Try it ->
Line by line, set down all the data below exactly, omitting any picture.

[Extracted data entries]
^^^^^^^^^^^^^^^^

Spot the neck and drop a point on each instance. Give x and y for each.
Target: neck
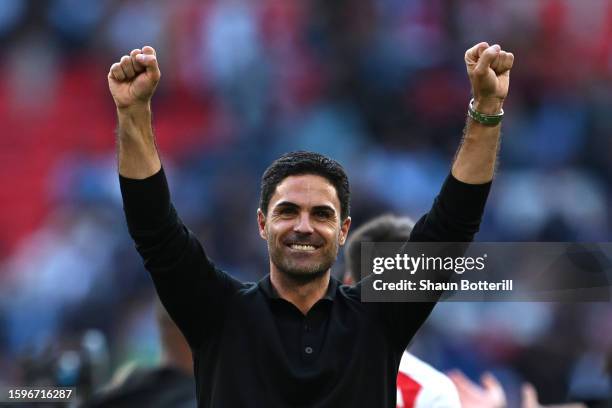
(303, 294)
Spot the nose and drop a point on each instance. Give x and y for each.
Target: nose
(302, 224)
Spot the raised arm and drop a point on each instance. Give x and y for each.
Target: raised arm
(132, 82)
(192, 290)
(488, 68)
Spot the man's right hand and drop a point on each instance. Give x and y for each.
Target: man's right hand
(132, 80)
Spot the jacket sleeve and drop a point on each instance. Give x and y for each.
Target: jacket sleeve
(455, 216)
(193, 291)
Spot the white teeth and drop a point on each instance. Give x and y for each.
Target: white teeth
(303, 247)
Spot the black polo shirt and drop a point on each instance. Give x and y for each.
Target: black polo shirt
(252, 348)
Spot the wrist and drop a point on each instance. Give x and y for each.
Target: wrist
(135, 111)
(488, 106)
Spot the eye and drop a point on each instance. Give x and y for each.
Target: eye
(287, 211)
(323, 214)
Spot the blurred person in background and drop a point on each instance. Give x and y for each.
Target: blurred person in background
(419, 385)
(167, 385)
(276, 342)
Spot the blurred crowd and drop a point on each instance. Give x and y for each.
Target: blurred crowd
(379, 85)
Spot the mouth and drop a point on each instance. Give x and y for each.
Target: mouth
(302, 247)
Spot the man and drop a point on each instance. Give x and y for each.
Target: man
(167, 385)
(277, 342)
(419, 385)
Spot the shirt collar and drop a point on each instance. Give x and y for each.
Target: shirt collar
(265, 284)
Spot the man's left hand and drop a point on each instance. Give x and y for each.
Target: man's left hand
(488, 68)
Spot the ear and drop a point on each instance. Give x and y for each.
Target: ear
(346, 225)
(261, 223)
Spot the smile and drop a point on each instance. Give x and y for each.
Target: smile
(302, 247)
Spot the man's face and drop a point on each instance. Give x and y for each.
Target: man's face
(303, 226)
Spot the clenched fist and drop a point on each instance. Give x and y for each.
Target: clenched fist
(132, 80)
(488, 68)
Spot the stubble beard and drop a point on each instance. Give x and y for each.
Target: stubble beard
(301, 273)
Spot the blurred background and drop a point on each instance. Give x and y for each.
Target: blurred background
(379, 85)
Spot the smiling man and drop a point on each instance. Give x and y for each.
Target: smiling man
(297, 337)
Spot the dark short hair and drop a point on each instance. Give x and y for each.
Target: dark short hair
(302, 162)
(384, 228)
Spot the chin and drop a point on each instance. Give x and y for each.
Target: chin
(304, 274)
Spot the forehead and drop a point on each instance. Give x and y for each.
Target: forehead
(307, 190)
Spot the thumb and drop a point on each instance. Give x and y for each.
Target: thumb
(149, 61)
(486, 59)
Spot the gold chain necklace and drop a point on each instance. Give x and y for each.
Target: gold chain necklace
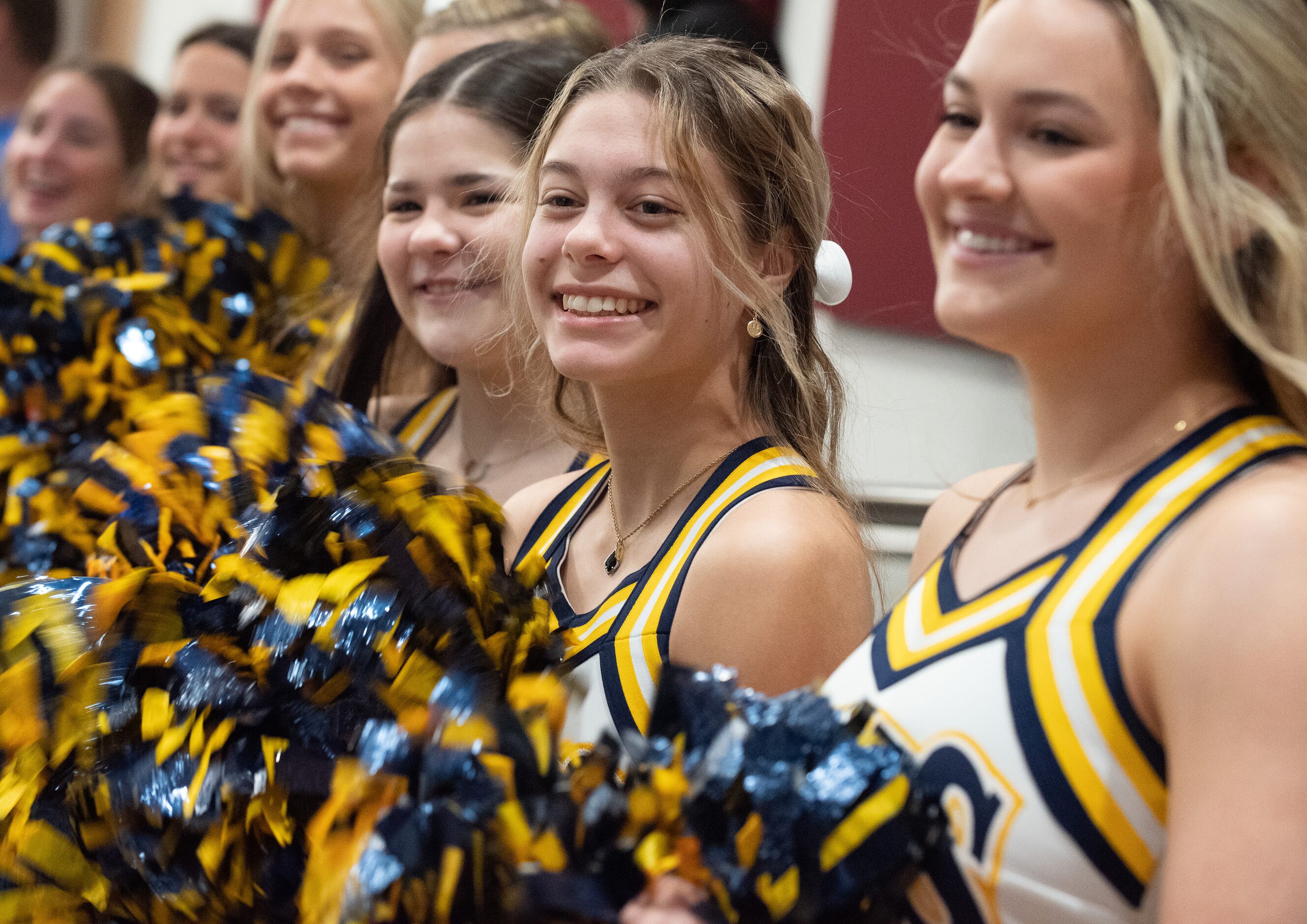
(475, 469)
(1181, 427)
(615, 560)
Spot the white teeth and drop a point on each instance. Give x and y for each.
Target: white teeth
(985, 244)
(305, 123)
(603, 306)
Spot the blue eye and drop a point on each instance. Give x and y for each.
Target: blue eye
(1055, 139)
(960, 121)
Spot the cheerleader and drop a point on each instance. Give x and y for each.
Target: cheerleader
(669, 274)
(459, 25)
(326, 76)
(79, 150)
(195, 140)
(453, 150)
(1101, 662)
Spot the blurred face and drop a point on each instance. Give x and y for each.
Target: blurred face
(195, 139)
(330, 85)
(446, 230)
(432, 51)
(1043, 185)
(619, 280)
(66, 157)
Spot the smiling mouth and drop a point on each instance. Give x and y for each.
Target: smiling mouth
(309, 124)
(591, 306)
(994, 244)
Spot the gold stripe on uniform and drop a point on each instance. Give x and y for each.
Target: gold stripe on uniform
(918, 629)
(421, 424)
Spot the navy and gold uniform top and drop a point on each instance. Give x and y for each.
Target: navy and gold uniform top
(616, 651)
(1015, 705)
(426, 424)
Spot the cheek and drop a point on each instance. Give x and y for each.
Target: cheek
(543, 249)
(393, 252)
(927, 185)
(229, 143)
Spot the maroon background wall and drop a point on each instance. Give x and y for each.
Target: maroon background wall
(882, 105)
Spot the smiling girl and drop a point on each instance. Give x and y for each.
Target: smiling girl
(669, 270)
(453, 150)
(195, 140)
(325, 80)
(1102, 659)
(80, 148)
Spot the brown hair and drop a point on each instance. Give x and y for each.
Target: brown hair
(1229, 82)
(719, 98)
(131, 102)
(266, 187)
(508, 85)
(523, 21)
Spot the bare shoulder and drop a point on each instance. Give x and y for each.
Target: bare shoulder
(523, 509)
(952, 510)
(390, 409)
(1246, 546)
(779, 591)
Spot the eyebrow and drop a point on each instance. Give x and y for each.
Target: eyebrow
(629, 176)
(408, 186)
(1031, 98)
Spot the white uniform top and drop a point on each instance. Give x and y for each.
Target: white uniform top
(1013, 704)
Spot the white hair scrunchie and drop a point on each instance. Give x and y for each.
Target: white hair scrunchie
(834, 274)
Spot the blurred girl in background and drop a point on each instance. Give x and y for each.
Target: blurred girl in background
(326, 76)
(453, 150)
(80, 148)
(466, 24)
(195, 140)
(669, 274)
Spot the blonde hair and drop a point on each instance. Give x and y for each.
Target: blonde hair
(523, 21)
(266, 187)
(722, 101)
(1230, 78)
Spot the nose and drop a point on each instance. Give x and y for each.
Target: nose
(190, 126)
(591, 241)
(978, 169)
(434, 234)
(305, 71)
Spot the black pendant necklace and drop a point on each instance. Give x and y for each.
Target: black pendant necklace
(619, 552)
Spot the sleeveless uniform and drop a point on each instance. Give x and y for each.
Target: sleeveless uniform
(426, 424)
(1015, 704)
(617, 650)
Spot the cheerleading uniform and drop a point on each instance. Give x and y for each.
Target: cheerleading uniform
(426, 424)
(616, 651)
(1016, 709)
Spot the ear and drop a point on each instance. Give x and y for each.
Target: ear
(1250, 168)
(777, 266)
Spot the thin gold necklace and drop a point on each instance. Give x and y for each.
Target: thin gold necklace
(475, 469)
(1181, 427)
(615, 560)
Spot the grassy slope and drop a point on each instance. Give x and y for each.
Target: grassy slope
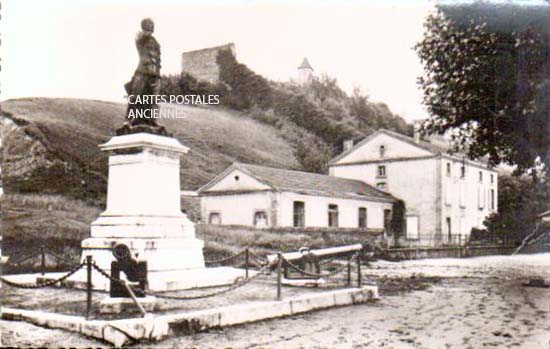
(52, 205)
(71, 129)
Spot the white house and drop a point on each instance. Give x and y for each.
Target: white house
(445, 195)
(262, 196)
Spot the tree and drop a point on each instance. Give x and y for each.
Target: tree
(521, 199)
(487, 80)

^^^^^^^^^^^^^^^^

Result of this task ->
Spot the neck and drop a point on each instance. Give x and y for each.
Target: neck
(303, 294)
Spot the nose and drop a point on each instance. Give x and y for each.
Target: nose
(302, 224)
Spot the raised arm and drop a point on each instance. Give x and y for each.
Target: raised arm
(132, 82)
(192, 290)
(488, 68)
Spot the man's right hand and drop a point on each instance. Give x and y for each.
Target: man's right hand
(132, 80)
Spot the jacket sleeve and drop a point on each instance. Give x and y for each.
Target: jacket sleeve
(455, 216)
(193, 291)
Spot the white teeth and drop a point on each instance. Give x and y for each.
Target: white teeth
(303, 247)
Spot the black polo shirt and drop a point on each instance. Give x and y for each.
Target: black polo shirt
(252, 348)
Spot the wrist and drop a point on each instance. Give x and y for each.
Target: wrist
(135, 111)
(488, 106)
Spot the eye and drop a point on each instance. Give x and y for each.
Target: eye
(287, 211)
(323, 214)
Spot the blurred person in background and drop a point on each instance. Give x and y for each.
Target: blurred person in background
(419, 385)
(167, 385)
(276, 342)
Spot the blurred crowd and drop a point on each instance. Give x and y for each.
Target: blurred crowd
(379, 85)
Spot the mouth and drop a point on each instance. Give x and y for each.
Target: mouth
(302, 247)
Spot the man and drop a point on each instance. Give x and y for each.
Target: man
(167, 385)
(277, 342)
(419, 385)
Spot the shirt collar and drop a point on each instance. Give x and y for each.
Target: shirt collar
(265, 284)
Spot the man's left hand and drop a point on each instance. Give x and y for each.
Target: man's left hand
(488, 68)
Spot the ear and drop a point on each instance. Give x and y for each.
Target: ear
(346, 225)
(261, 223)
Spot the smile and drop a point on each instance. Give x and y for each.
Target: smile
(302, 247)
Spot the man's face and drop a point on each instance. Give x and y for each.
Target: man's face
(303, 226)
Spot the clenched fist and drop a point on each instance. Give x and y for each.
Target: clenched fist
(132, 80)
(488, 68)
Spot the stubble beard and drop a point on each instance. Give x and y for each.
Target: stubble beard
(301, 273)
Spot the blurred background and drop a point on each instance. Give x and y for each.
Target: blurred background
(379, 85)
Spot the smiling man and drop a point on each instance. Give x and y for each.
Target: smiling man
(297, 337)
Spot the dark short hair and drop a point on each instance. Give x and y for each.
Target: dark short hair
(302, 162)
(384, 228)
Spot the chin and drop a point on each instance. Give x and y for each.
Target: chin
(304, 274)
Spot the forehead and drop a point on each instance. Give x and y for each.
Target: forehead
(307, 190)
Spot the thumb and drop a point on each instance. Give x and y for each.
Target: thumb
(149, 61)
(486, 59)
Spot the gold chain necklace and drop a point on each instance. Give x and y for each.
Target: gold chain necklace
(475, 469)
(1181, 427)
(615, 560)
Spot the white teeth and drop a point on each instance. Give x and y for each.
Target: white teeth
(985, 244)
(305, 123)
(603, 306)
Spot the blue eye and drop a point on each instance. Give x and y for each.
Target: blue eye
(1055, 139)
(960, 121)
Spot the cheerleader and drop a point on each instance. Give x and y for each.
Target: cheerleader
(669, 274)
(459, 25)
(326, 76)
(79, 150)
(195, 140)
(453, 150)
(1101, 662)
Spot the blurred face and drop a point on each instance. Give x and y for each.
Target: blurred face
(195, 139)
(330, 85)
(446, 230)
(432, 51)
(1043, 185)
(619, 280)
(66, 157)
Spot the smiling mouth and drop a point on each instance. Give x and y for each.
Target: smiling mouth
(309, 124)
(591, 306)
(994, 244)
Spot the gold stripe on uniform and drop a point on each instance. Give x and y for each.
Target: gold stripe on uniform
(918, 629)
(421, 424)
Spot the navy and gold uniform top and drop a point on each instance. Give x and y for each.
Target: navy and gold uniform top
(616, 651)
(1015, 705)
(426, 424)
Spot the cheek and drop a point on each instance. Give x and y for each.
Target: cheek
(543, 249)
(393, 252)
(927, 185)
(229, 143)
Spot the maroon background wall and drop a point on each instance. Give x and y for each.
Target: maroon background wall
(882, 105)
Spot the smiling girl and drop a point on each instance. Give x and y for each.
Target: smiling girl
(669, 270)
(453, 150)
(195, 140)
(325, 80)
(1102, 659)
(80, 148)
Spot the brown hair and drop a point on each instance. Give x and y for each.
Target: brown hair
(1229, 82)
(719, 98)
(131, 102)
(266, 187)
(508, 85)
(523, 21)
Spot the bare shoulder and drop a point on each instance. Give x and y for each.
Target: bare shoulder
(523, 509)
(952, 510)
(390, 409)
(1246, 546)
(779, 591)
Spot the eyebrow and drop a point on each instance. Give x and y for each.
Target: eyebrow
(629, 176)
(408, 186)
(1031, 98)
Spot the white uniform top and drop a point on each instance. Give x and y for each.
Target: white uniform top
(1013, 704)
Spot the white hair scrunchie and drop a point on each instance. Give x and y for each.
Target: white hair scrunchie
(834, 274)
Spot the blurred girl in background and drop a point on each instance. Give x and y for each.
Target: blurred girl in background
(326, 76)
(453, 150)
(80, 148)
(466, 24)
(195, 140)
(669, 274)
Spot the blonde hair and drop a point on each instance. Give x and y for each.
Target: blonde hair
(523, 21)
(266, 187)
(722, 101)
(1230, 78)
Spot the nose and drop a point on each instance. Give x and y for each.
Target: nose
(190, 126)
(591, 241)
(978, 169)
(434, 234)
(305, 71)
Spot the black pendant necklace and drop a point on each instance. Give x and y for each.
Target: black pendant necklace
(619, 552)
Spot the sleeveless uniform and drop a point on each instance. Give x and y for each.
Target: sleeveless uniform
(426, 424)
(1015, 704)
(617, 650)
Spot the cheerleading uniform and drop a point on each instance. Give x and y for each.
Target: cheerleading uniform
(426, 424)
(616, 651)
(1016, 709)
Spot the ear and drop a point on each instance. Give x and y for each.
Target: ear
(1250, 168)
(777, 266)
Spot the thin gold necklace and drop a point on each instance. Give x and y for each.
Target: thin gold necklace
(475, 469)
(1181, 427)
(615, 560)
Spot the grassy slope and drop a point on each instance. Give x and y for each.
Target: grassy slope
(52, 205)
(71, 129)
Spot the white house and drop a point on each instance. Give x and y for each.
Target: white house
(445, 195)
(262, 196)
Spot the tree and drop a point on each instance. Give x and y for each.
Target: tree
(521, 199)
(487, 80)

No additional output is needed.